• GIVEN PROBLEM: Print, exactly as given, each line of the data from the line containing "If you could tag each instance of the bus in" up to and including its last line.
━━ TASK INPUTS ━━
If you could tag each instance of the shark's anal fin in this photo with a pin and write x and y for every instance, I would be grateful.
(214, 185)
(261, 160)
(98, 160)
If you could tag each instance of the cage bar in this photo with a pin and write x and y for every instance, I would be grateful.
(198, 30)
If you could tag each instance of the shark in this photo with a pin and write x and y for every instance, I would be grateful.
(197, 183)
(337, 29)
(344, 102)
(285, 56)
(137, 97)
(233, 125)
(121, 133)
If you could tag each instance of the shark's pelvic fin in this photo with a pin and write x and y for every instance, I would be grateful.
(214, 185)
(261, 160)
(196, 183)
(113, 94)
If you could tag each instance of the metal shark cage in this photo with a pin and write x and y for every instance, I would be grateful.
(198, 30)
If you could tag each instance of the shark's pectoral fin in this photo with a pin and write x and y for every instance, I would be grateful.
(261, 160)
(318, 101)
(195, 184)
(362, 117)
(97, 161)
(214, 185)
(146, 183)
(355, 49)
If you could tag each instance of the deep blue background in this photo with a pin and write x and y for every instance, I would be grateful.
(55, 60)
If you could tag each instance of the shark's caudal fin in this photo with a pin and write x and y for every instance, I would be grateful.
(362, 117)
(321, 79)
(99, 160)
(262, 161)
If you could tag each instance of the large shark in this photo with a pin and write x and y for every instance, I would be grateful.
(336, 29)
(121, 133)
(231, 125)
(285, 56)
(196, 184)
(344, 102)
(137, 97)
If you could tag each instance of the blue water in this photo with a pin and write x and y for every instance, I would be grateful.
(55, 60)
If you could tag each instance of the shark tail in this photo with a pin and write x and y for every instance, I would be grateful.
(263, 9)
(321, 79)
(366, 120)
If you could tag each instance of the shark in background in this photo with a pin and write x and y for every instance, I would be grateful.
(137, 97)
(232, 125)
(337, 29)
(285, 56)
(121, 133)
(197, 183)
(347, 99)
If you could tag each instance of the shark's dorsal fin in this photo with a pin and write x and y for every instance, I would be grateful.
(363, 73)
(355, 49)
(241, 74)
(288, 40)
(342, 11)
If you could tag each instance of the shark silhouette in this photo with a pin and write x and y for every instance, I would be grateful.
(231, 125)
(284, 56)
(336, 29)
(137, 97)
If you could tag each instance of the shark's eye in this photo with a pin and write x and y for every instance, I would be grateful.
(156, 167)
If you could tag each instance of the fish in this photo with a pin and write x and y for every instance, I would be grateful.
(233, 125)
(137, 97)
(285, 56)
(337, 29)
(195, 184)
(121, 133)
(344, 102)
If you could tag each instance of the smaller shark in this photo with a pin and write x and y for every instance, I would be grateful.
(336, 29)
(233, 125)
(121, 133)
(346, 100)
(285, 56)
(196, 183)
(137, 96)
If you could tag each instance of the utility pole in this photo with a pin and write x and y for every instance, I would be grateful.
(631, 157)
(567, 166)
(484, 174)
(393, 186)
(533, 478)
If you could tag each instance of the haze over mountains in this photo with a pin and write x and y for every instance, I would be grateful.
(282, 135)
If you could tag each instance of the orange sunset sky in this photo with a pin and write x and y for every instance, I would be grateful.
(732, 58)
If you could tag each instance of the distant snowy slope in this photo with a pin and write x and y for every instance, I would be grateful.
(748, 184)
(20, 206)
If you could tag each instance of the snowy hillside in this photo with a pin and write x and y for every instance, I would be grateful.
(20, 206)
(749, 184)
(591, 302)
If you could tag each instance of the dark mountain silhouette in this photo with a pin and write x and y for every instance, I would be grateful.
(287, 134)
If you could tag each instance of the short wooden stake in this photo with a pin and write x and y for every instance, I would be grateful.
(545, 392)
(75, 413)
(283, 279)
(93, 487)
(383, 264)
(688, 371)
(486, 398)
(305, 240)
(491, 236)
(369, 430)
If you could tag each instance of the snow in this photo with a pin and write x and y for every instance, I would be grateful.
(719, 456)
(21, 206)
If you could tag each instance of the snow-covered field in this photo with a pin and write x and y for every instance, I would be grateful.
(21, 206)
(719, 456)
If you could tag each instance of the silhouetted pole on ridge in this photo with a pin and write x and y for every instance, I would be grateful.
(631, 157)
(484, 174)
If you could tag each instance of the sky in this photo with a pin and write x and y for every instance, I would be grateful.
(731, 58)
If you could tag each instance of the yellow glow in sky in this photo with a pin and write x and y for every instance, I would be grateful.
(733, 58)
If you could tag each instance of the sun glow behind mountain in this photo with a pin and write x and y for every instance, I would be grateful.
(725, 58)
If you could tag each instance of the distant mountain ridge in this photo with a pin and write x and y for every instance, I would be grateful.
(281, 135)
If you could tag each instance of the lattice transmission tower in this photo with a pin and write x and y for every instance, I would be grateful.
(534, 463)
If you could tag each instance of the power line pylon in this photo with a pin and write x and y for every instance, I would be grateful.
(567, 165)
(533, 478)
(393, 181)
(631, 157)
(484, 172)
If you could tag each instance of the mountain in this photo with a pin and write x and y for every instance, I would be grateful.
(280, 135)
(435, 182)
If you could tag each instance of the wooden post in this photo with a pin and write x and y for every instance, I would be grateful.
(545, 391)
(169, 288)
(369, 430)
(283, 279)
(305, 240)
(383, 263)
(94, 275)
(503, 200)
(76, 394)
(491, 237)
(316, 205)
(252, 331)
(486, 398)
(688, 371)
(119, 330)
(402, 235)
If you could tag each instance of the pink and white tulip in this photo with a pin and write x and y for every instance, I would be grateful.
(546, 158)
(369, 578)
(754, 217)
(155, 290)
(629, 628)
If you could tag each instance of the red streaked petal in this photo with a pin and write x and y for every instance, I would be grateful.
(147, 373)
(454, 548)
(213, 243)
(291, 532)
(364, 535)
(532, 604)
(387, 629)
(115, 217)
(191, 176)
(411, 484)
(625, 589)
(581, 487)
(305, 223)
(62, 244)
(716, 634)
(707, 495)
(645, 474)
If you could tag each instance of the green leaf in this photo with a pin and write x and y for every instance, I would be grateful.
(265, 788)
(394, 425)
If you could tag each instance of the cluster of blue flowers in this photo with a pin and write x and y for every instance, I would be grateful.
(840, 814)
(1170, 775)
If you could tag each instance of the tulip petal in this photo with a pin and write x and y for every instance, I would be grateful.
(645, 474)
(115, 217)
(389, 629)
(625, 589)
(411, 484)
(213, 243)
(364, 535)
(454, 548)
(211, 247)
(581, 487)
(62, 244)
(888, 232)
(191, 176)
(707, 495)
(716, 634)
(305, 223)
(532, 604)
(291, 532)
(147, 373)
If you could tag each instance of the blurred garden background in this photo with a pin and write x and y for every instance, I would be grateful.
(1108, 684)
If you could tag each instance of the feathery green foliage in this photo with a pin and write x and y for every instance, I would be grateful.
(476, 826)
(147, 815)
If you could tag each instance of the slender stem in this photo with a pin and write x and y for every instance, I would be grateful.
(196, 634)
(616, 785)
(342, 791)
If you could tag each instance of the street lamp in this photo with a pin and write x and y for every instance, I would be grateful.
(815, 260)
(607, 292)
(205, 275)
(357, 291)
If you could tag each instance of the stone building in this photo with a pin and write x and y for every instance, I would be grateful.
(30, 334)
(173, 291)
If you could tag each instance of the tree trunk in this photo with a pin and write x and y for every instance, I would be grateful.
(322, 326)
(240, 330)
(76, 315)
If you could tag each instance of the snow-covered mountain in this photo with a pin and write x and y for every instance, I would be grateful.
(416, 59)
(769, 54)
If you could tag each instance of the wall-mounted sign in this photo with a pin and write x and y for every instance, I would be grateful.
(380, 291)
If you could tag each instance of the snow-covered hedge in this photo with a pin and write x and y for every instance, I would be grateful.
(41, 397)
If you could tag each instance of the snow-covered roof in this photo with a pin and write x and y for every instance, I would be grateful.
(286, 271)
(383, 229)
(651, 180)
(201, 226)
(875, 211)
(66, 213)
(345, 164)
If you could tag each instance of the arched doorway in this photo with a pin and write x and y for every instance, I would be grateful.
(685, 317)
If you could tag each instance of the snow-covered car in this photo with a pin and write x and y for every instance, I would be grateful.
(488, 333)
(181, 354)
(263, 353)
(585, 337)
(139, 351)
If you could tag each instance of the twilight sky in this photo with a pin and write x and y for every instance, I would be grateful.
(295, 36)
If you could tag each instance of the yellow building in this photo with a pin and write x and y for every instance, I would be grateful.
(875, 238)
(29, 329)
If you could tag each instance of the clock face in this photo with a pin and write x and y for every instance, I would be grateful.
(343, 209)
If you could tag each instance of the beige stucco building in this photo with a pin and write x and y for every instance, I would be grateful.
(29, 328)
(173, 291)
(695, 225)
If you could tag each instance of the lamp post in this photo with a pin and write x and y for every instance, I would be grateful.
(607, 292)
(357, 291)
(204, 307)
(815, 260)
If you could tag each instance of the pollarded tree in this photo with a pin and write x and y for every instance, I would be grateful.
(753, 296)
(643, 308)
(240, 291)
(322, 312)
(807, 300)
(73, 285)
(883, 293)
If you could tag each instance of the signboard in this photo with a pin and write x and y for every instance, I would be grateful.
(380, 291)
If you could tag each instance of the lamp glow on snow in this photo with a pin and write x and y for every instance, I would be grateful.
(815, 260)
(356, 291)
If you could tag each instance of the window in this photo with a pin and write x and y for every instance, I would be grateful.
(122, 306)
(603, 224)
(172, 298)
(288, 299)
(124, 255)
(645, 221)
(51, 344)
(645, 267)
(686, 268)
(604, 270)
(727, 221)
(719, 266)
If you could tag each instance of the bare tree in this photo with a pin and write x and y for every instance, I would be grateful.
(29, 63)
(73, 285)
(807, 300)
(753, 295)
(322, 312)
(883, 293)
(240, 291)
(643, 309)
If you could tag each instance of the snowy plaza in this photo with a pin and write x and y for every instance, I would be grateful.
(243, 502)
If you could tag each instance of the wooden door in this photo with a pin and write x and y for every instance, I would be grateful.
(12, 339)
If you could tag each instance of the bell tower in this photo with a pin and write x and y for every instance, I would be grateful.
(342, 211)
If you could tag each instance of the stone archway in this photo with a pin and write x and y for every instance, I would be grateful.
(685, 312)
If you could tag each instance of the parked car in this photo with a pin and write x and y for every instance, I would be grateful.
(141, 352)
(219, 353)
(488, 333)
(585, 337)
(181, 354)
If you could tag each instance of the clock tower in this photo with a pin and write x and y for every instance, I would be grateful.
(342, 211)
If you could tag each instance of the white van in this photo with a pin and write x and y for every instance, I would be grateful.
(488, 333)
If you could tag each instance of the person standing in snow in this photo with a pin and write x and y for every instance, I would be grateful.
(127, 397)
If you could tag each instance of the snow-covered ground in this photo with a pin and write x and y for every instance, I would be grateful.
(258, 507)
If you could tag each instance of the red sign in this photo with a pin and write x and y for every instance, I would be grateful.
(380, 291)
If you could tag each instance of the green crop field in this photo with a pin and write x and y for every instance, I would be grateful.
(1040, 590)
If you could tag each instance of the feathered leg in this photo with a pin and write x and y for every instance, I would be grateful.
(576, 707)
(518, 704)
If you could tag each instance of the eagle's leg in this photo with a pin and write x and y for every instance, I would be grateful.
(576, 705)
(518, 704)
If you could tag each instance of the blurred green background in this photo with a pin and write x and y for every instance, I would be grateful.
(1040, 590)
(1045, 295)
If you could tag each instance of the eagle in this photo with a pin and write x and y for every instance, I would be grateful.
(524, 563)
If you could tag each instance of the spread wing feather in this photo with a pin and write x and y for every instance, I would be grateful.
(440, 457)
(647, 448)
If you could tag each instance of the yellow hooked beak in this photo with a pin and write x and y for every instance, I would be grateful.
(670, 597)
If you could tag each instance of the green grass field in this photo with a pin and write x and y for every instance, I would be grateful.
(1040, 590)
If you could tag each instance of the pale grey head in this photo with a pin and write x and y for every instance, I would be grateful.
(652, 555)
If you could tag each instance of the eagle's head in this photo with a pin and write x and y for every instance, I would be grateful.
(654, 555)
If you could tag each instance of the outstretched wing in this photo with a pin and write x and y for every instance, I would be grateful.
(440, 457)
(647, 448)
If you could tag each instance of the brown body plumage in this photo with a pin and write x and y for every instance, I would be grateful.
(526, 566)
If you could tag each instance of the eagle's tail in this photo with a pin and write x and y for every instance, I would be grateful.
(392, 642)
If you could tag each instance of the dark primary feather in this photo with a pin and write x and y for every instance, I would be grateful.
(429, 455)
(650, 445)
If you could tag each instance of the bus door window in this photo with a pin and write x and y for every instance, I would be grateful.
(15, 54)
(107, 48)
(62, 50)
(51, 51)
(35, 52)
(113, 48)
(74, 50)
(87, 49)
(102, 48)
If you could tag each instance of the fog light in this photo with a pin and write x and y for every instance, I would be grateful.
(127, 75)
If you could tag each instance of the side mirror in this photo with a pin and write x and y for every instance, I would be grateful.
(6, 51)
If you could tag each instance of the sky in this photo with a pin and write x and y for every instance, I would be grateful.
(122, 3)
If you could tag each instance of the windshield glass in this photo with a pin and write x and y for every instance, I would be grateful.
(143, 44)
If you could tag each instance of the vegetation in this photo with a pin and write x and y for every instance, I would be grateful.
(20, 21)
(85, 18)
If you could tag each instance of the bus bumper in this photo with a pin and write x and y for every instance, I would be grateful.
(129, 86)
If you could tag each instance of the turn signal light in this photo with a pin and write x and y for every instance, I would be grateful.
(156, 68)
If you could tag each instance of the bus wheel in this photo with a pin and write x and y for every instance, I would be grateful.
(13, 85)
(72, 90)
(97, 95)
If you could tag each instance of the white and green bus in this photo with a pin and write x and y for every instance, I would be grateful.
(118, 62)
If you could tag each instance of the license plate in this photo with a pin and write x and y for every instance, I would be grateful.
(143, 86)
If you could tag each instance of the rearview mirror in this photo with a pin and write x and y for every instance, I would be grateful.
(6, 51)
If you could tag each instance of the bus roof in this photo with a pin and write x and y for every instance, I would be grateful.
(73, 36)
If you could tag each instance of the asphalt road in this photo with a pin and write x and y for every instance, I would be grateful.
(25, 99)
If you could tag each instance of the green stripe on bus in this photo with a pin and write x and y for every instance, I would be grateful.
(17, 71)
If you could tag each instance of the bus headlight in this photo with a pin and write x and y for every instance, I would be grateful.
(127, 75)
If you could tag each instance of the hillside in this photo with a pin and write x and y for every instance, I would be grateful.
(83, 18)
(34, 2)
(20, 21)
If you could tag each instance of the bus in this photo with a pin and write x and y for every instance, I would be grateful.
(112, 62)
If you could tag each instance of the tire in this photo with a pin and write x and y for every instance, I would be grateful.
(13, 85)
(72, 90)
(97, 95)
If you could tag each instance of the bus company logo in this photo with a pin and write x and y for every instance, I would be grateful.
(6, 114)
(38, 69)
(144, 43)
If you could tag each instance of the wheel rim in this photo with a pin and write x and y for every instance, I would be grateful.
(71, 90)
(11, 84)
━━━
• TASK SOLUTION:
If you could tag each instance of the bus in this photo with a pin and write x and y for every instance, I would be grateful.
(112, 62)
If you could tag each instance of the tire in this photo with a pin and write x and y for every instance, I would be grateful.
(13, 85)
(72, 90)
(97, 95)
If you could tag each instance of the bus company logo in this photo with a pin and write x and y for every instance, I would be grateful.
(6, 114)
(38, 69)
(144, 43)
If you could tag each instance of the wheel rim in this photo with a pin and write x and y for every instance, I would be grateful.
(71, 90)
(11, 84)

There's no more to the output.